Lors de la réaction thermidorienne, Lucien avait été arrêté et mis pendant quelque temps dans les prisons d'Aix ; avec l'entregent et l'audace qui débordaient en lui, il eut vite fait de réparer le temps perdu. La protection du vainqueur de Vendémiaire lui valut d'être commissaire des guerres à l'armée du Rhin, quand il avait à peine vingt ans. Il passait bientôt en Corse avec les mêmes fonctions, au moment où l'île venait d'être évacuée par les Anglais. Grâce au prestige de son nom et à son activité personnelle, il se fit élire, en 1798, par le département du Liamone, député au Conseil des Cinq-Cents. Cette élection cependant était doublement irrégulière, car le département n'avait plus de député à élire et lui-même n'avait pas encore l'âge légal de vingt-cinq ans. Aux Cinq-Cents, il prit tout de suite une situation importante. Ses relations personnelles avec Talleyrand, avec Sieyès, avec d'autres personnes qui escomptaient la chute prochaine du Directoire, servirent de préface au retour triomphal de Napoléon et au coup d'État de Brumaire. Pour cette journée qu'il avait préparée avec soin, il avait eu l'habileté de se faire élire à la présidence de l'assemblée. On n'a pas oublié le rôle décisif qu'il joua à Saint-Cloud le 10 novembre 1799.

LUCIEN APRÈS LE 18 BRUMAIRE. — Le président des Cinq-Cents ne le cédait à Napoléon ni en ambition ni en audace ; aussi entendait-il exploiter pour lui-même la victoire à laquelle il avait largement concouru. Son idée était d'établir une sorte de duumvirat consulaire : il aurait laissé à Napoléon l'autorité militaire, il aurait pris pour lui-même l'autorité civile. Napoléon n'était pas d'humeur à admettre ce partage ; il nomma Lucien ministre de l'Intérieur. C'était déjà un bel os à ronger. Lucien ne s'en fit pas faute ; ses concussions ne tardèrent pas à éclater aux yeux de tous.

Pour rester bien en cour, Lucien avait mis en circulation un pamphlet politique, sans nom d'auteur, intitulé : Parallèle entre César, Cromwell et Bonaparte. L'objet de ce pamphlet était de préparer l'opinion au rétablissement de l'hérédité monarchique. Le Premier Consul prit très mal la chose. Qu'est-ce que cette brochure ? demanda-t-il à Fouché. Qu'est-ce qu'on en dit dans Paris ?Général, il n'y a qu'une voix pour dire qu'elle est extrêmement dangereuse. — Eh bien ! alors, pourquoi l'avez-vous laissé paraître ? C'est une indignité. — Général, je devais des ménagements à l'auteur. — Des ménagements ! Qu'est-ce que cela veut dire ? Vous deviez le faire mettre au Temple. — Mais, Général, c'est votre frère Lucien qui a pris ce pamphlet sous sa protection ; l'impression et la publication en ont été faites par son ordre ; enfin, il est sorti du ministère de l'Intérieur. — Cela m'est bien égal ! Alors, votre devoir, comme ministre de la Police, était de faire arrêter Lucien et de l'enfermer au Temple. Cet imbécile-là ne sait qu'imaginer pour me compromettre !

Données affichées:
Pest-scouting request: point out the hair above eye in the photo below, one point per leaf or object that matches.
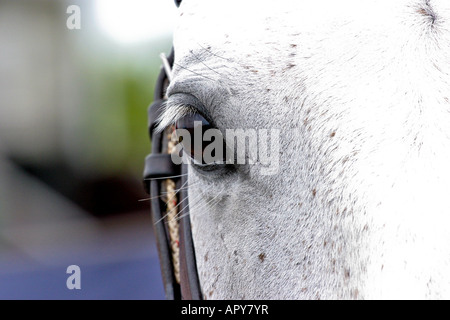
(201, 142)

Complétez ce qui suit:
**1.** D'après le texte sur Lucien, répondez brièvement :
(a) Quelle fonction Lucien occupa-t-il à l'armée du Rhin ?
(b) Quel ministère Napoléon lui confia-t-il après le 18 Brumaire ?
(c) Sous quel titre parut le pamphlet qu'il mit en circulation ?
**2.** Poursuivez le texte sur Lucien à la suite de sa dernière phrase.

Réponses à l'exercice:
**1.**
(a) Commissaire des guerres.
(b) Le ministère de l'Intérieur.
(c) « Parallèle entre César, Cromwell et Bonaparte ».

**2.**
Napoléon avait pour Lucien, au dire d'un contemporain, des moments de haine et d'amour ; il éprouvait pour lui ce sentiment que vous fait sentir une maîtresse adorée dont l'on croit avoir à se plaindre. Il prit le parti de l'éloigner. L'ambassade d'Espagne fut pour le ministre de l'Intérieur un exil honorable. Honorable et fructueux ; car ce fut à Madrid que d'habiles opérations valurent à Lucien d'amasser une grosse fortune. Fouché rapporte qu'il partagea avec Godoï, le favori en titre, la somme de trente millions à propos d'un traité de paix à négocier avec la cour de Lisbonne. De retour à Paris, en 1802, Lucien eut la vie large et facile ; il avait acheté la belle résidence du Plessis-Chamant, auprès de Senlis ; il jouait un peu au Mécène ; il avait des relations avec des écrivains en vue comme Arnault, Esménard, Fontanes, Andrieux.

SES MARIAGES. — A Saint-Maximin, en 1794, Lucien avait épousé Christine Boyer, la sœur de l'hôtelier chez qui il logeait ; elle lui donna deux filles, Charlotte, qui épousa en 1815 le prince romain Gabrielli, et Christine-Égypta ; elle était morte en 1800. Napoléon, qui voulait attacher Lucien à sa politique, avait parlé de lui faire épouser sa belle-fille Hortense de Beauharnais, puis l'infante Marie-Louise de Parme, veuve du roi d'Étrurie ; Lucien refusa les deux partis. Il avait connu dans la société élégante de Paris une jeune femme, âgée alors de vingt et un ans, Alexandrine-Laurence de Bleschamp, fille d'un intendant de la marine et veuve de l'agent de change Jouberthon de Vambertie ; il l'épousa en 1803.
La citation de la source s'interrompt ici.